• **SET PROBLEM**:
Repeat, exactly and alone, every line from the line that contains "Mark the innermost point of each instance of the bare" to the end of the entries.

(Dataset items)
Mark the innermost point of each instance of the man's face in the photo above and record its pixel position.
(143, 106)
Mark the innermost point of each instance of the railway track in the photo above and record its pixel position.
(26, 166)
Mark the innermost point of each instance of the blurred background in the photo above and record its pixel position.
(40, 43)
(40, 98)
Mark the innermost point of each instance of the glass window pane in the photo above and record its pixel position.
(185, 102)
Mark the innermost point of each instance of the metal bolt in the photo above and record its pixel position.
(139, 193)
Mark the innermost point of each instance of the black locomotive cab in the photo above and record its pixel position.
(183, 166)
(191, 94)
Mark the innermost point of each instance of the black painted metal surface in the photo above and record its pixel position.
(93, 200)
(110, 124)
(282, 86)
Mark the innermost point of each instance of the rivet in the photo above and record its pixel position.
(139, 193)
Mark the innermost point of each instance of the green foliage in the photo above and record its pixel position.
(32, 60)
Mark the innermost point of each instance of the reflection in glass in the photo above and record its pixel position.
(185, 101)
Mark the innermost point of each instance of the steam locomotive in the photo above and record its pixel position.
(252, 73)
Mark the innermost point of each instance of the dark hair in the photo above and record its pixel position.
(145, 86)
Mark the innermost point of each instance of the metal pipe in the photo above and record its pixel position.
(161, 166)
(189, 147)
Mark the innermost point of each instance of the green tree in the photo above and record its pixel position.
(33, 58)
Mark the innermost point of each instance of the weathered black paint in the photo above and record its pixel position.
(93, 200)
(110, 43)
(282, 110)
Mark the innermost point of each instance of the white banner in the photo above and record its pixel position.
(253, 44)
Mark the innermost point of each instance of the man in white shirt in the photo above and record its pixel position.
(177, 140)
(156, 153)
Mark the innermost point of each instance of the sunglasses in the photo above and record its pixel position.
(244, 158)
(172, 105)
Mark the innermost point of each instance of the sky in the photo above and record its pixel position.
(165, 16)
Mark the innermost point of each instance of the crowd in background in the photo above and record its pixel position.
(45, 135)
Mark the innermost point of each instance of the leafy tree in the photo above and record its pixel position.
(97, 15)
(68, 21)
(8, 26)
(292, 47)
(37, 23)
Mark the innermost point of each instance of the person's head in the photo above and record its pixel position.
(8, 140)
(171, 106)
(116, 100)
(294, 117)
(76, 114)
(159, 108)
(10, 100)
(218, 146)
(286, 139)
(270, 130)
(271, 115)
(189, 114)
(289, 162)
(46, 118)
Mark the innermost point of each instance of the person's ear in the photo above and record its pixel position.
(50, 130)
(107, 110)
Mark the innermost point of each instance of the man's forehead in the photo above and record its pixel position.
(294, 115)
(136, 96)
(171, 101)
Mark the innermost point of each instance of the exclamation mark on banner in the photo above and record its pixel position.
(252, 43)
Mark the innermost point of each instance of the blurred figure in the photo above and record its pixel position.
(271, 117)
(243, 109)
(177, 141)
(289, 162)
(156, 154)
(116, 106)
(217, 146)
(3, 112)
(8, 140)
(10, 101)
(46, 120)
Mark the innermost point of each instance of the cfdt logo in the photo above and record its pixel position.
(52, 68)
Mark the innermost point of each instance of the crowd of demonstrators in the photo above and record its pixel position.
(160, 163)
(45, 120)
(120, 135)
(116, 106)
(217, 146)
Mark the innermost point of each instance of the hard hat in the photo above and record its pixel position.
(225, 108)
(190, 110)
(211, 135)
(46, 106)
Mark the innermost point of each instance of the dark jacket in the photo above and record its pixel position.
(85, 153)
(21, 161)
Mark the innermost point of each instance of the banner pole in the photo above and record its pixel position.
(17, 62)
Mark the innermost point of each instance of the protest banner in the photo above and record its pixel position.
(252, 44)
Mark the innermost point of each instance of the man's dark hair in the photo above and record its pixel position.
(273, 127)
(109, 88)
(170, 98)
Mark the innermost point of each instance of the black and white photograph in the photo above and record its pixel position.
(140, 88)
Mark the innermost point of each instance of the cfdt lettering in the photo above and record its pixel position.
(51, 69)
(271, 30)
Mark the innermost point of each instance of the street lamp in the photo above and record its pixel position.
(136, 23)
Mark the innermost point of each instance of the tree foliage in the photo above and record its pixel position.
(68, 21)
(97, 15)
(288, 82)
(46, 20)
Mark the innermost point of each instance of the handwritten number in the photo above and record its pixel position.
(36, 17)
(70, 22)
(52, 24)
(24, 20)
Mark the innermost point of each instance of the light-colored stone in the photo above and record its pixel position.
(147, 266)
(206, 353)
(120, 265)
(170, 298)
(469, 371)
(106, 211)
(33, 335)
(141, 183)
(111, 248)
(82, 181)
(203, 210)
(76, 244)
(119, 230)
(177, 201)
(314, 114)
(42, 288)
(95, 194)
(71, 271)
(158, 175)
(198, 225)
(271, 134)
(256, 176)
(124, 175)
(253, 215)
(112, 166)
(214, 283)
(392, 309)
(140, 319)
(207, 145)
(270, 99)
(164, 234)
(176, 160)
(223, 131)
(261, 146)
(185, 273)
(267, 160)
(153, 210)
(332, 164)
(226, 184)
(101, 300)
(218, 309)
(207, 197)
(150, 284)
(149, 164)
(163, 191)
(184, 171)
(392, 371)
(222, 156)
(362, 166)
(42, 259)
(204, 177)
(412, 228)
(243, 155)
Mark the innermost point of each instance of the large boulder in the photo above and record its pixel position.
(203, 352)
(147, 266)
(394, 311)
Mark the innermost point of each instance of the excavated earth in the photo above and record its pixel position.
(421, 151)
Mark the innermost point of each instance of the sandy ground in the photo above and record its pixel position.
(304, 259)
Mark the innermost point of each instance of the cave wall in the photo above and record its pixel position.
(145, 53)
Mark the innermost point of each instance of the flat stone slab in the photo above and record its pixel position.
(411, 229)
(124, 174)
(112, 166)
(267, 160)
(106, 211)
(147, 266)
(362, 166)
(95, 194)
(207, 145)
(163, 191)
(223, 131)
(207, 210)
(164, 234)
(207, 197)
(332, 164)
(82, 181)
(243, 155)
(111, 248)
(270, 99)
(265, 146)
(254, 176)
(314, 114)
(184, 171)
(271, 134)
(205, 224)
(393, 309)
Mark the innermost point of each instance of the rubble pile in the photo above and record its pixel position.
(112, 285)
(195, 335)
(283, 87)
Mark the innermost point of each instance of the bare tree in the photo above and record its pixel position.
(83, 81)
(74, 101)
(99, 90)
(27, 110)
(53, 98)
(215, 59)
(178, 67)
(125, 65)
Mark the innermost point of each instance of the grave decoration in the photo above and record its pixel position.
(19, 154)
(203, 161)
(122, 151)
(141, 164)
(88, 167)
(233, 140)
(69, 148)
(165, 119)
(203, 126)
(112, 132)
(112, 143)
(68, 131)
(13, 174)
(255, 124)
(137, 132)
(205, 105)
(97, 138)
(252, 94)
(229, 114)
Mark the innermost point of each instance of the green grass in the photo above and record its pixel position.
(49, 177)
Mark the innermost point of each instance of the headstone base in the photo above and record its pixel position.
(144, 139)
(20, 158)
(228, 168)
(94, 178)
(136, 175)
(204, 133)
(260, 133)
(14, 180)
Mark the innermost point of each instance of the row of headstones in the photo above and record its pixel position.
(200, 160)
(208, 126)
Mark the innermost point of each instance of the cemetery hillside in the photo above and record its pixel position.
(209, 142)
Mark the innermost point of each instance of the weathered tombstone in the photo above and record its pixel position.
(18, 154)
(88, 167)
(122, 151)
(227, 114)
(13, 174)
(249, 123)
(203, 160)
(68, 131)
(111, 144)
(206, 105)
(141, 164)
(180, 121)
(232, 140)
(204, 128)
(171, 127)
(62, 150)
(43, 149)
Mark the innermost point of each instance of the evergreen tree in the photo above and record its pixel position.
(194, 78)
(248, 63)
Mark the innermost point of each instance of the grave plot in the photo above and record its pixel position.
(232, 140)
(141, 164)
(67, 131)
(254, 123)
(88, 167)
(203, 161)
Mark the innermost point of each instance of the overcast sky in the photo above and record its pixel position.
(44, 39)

• **COMPLETED EXERCISE**:
Mark the innermost point of each instance of the bare tree in the photo above and record its pixel position.
(83, 81)
(74, 101)
(99, 90)
(27, 110)
(53, 98)
(215, 59)
(178, 67)
(125, 65)
Mark the innermost point of each instance of the grave decoration in the photo above and record its pixel position.
(19, 154)
(203, 161)
(122, 151)
(141, 164)
(88, 167)
(233, 140)
(69, 148)
(165, 119)
(203, 126)
(112, 132)
(112, 143)
(68, 131)
(13, 174)
(255, 124)
(137, 132)
(205, 105)
(97, 138)
(252, 94)
(229, 114)
Mark the innermost point of each instance of the green grass in the photo above and record its pixel position.
(49, 177)
Mark the innermost point of each instance of the headstone base in the photo above and record its pixel position.
(144, 139)
(20, 158)
(228, 168)
(94, 178)
(136, 175)
(204, 133)
(260, 133)
(14, 180)
Mark the innermost point of each instance of the row of headstones in the photo above and record its pixel position.
(200, 160)
(208, 126)
Mark the innermost point of each instance of the cemetery hillside in the photo above and record its pixel position.
(209, 142)
Mark the innermost point of each instance of the weathered tombstone in the photo above and record its pixel position.
(18, 154)
(88, 167)
(122, 151)
(227, 114)
(13, 174)
(249, 123)
(203, 160)
(68, 131)
(111, 144)
(206, 105)
(141, 164)
(180, 121)
(232, 140)
(204, 128)
(171, 127)
(62, 150)
(43, 149)
Mark the innermost point of each instance of the evergreen tree in the photo above and record its pixel position.
(194, 78)
(248, 63)
Mark the innermost point of each instance of the grave plot in the photo above and record its pixel position.
(232, 140)
(141, 164)
(67, 131)
(254, 123)
(88, 167)
(203, 161)
Mark the innermost point of each instance of the overcast sky in the photo above and record its pixel position.
(44, 39)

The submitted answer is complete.